------ Dataset content

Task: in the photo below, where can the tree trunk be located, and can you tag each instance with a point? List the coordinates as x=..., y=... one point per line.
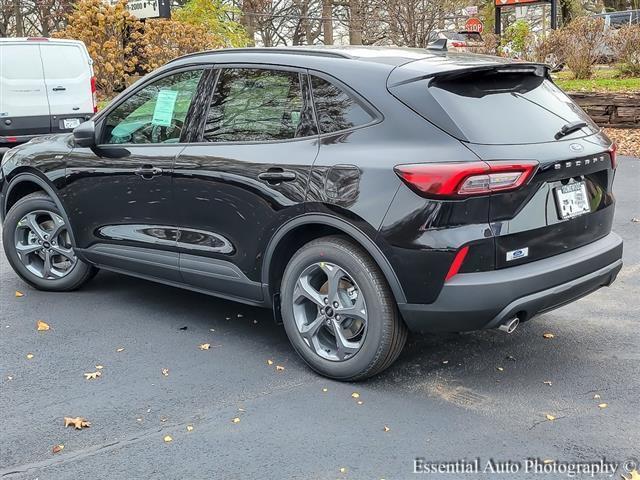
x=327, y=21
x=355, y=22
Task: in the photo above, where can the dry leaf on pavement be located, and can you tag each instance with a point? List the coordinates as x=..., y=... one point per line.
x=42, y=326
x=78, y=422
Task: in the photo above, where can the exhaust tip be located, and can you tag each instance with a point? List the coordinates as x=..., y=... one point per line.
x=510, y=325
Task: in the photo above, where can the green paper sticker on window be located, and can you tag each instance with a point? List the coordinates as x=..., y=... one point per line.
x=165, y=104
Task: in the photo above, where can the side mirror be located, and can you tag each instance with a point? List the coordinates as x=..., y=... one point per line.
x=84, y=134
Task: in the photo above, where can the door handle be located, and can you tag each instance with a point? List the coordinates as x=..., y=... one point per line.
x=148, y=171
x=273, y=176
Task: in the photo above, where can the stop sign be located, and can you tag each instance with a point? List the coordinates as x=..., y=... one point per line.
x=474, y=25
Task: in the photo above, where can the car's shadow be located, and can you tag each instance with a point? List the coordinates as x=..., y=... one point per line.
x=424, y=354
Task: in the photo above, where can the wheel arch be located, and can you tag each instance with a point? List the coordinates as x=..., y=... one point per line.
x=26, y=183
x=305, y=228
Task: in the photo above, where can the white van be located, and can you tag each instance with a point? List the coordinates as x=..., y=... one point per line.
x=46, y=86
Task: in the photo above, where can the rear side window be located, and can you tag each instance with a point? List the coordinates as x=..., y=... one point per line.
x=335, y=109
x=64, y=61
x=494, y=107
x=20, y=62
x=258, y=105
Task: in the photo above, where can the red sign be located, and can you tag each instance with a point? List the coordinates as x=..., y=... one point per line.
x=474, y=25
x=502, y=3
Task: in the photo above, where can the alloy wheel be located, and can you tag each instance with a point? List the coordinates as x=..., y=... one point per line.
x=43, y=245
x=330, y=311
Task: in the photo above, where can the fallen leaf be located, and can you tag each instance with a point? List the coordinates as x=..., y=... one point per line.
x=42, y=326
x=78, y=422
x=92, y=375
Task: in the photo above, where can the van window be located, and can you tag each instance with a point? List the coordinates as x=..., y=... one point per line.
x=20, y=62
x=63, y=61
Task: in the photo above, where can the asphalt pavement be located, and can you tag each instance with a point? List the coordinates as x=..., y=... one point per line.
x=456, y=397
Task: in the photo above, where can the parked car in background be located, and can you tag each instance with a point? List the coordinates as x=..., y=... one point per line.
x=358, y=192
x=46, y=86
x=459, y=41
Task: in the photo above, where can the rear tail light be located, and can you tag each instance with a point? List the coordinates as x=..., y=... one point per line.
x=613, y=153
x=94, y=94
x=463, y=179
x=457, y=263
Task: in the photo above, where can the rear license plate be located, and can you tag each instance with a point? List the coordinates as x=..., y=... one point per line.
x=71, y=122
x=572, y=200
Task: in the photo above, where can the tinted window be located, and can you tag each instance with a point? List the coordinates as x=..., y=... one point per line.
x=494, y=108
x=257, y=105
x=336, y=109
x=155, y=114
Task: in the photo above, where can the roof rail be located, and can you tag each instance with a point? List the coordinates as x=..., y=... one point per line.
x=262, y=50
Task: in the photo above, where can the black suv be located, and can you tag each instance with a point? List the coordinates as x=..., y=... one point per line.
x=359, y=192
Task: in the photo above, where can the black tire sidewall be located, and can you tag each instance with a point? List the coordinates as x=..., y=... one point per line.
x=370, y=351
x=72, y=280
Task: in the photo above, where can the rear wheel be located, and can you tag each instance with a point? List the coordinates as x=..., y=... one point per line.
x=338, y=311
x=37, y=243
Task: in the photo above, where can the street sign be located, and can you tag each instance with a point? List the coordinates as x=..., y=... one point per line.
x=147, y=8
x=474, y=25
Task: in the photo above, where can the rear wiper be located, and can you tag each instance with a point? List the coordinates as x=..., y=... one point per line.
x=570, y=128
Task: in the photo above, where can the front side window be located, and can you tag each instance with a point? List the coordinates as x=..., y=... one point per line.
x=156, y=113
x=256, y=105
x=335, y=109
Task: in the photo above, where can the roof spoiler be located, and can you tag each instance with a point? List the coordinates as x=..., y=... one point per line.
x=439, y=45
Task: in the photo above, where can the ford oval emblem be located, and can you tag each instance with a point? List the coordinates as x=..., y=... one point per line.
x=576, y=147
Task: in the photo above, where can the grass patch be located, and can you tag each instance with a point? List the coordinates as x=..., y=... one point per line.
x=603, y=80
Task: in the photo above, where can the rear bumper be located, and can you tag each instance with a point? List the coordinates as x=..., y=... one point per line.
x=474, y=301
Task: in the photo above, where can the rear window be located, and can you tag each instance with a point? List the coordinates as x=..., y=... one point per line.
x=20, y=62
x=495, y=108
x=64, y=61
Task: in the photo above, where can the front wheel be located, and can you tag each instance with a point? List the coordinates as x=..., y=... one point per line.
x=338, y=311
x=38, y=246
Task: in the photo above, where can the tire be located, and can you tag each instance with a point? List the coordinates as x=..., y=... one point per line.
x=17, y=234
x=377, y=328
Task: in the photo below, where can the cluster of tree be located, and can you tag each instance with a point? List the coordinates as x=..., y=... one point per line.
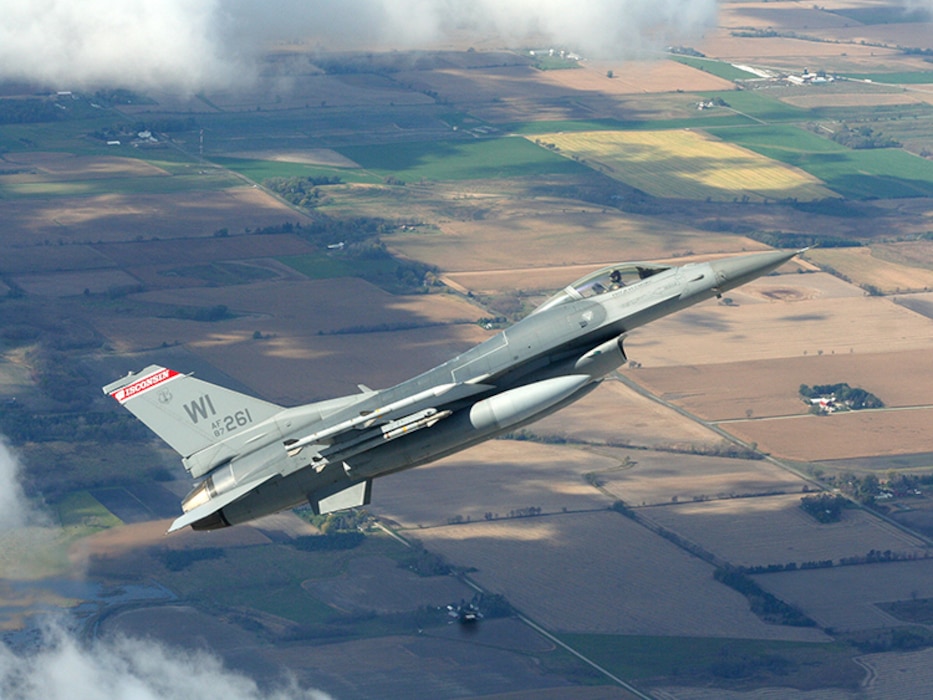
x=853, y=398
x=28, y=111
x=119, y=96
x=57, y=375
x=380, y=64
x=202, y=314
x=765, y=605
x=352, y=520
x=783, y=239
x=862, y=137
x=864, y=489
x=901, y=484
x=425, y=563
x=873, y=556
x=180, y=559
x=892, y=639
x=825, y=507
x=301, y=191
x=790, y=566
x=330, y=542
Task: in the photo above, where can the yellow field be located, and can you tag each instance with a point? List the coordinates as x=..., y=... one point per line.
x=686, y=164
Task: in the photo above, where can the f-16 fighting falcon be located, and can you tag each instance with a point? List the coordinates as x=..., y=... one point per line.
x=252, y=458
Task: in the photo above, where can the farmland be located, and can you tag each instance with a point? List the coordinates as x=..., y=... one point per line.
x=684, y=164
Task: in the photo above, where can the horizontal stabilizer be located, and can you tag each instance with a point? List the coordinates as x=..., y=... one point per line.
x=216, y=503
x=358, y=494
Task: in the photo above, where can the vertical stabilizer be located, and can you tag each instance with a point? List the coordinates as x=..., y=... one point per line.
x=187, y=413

------------

**Task:** Add 104 to every x and y coordinate in the answers of the records above, from the line containing "Task: in the photo above, where can the van" through the line containing "x=456, y=397". Write out that stretch in full, with the requests included and left unchanged.

**In response:**
Task: in the photo above, where can the van window be located, and can you tag each instance with a point? List the coordinates as x=..., y=... one point per line.
x=124, y=166
x=167, y=165
Task: in the photo above, where can the asphalt pavement be located, and can you tag each instance with a point? List the coordinates as x=..., y=... one point per line.
x=560, y=501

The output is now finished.